Activity.
Entries follow. Give back exactly the lines starting at the one containing "Target: rustic wooden wall" and ending at the one containing "Target: orange tangerine", and no other lines.

(Raw data)

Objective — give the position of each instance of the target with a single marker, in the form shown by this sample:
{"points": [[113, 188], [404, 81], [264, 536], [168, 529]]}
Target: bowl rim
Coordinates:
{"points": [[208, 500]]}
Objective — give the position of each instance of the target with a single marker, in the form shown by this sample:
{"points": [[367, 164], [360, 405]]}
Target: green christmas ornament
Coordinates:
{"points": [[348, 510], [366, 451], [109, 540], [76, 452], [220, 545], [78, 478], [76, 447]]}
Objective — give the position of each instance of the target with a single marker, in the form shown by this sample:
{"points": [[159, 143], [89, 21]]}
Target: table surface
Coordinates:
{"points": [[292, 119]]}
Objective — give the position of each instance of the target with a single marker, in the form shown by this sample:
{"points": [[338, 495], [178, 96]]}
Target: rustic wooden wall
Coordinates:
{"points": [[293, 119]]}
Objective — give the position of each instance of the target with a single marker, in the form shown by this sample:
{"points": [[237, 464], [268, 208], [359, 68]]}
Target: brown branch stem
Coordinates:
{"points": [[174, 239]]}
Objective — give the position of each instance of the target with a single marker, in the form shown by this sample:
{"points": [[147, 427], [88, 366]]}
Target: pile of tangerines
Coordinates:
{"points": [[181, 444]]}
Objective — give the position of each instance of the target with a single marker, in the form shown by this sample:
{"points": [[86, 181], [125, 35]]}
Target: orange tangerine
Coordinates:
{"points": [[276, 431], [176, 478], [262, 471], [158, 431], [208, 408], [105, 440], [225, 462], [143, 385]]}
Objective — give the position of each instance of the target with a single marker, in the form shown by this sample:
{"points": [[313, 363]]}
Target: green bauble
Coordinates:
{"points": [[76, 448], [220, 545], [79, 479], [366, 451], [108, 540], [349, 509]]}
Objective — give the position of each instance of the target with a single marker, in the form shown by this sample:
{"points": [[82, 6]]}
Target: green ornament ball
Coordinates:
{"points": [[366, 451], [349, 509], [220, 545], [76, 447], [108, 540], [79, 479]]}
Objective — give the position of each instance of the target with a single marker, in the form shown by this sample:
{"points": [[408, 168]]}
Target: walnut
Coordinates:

(End Raw data)

Answer for this exercise.
Target: rustic wooden wall
Coordinates:
{"points": [[293, 119]]}
Objective — give the position of each instance of the target with a single marker, in the form shown by this sample:
{"points": [[237, 464], [268, 208], [359, 68]]}
Target: brown branch stem
Coordinates:
{"points": [[174, 239]]}
Objective — give the position of each instance of the target with a single marker, in the form shown by this sample:
{"points": [[147, 427], [88, 366]]}
Target: pile of tangerines
Coordinates:
{"points": [[181, 444]]}
Objective — give the position of each instance of the target with a single marker, in the form shown by this sample:
{"points": [[86, 181], [125, 35]]}
Target: orange tangerine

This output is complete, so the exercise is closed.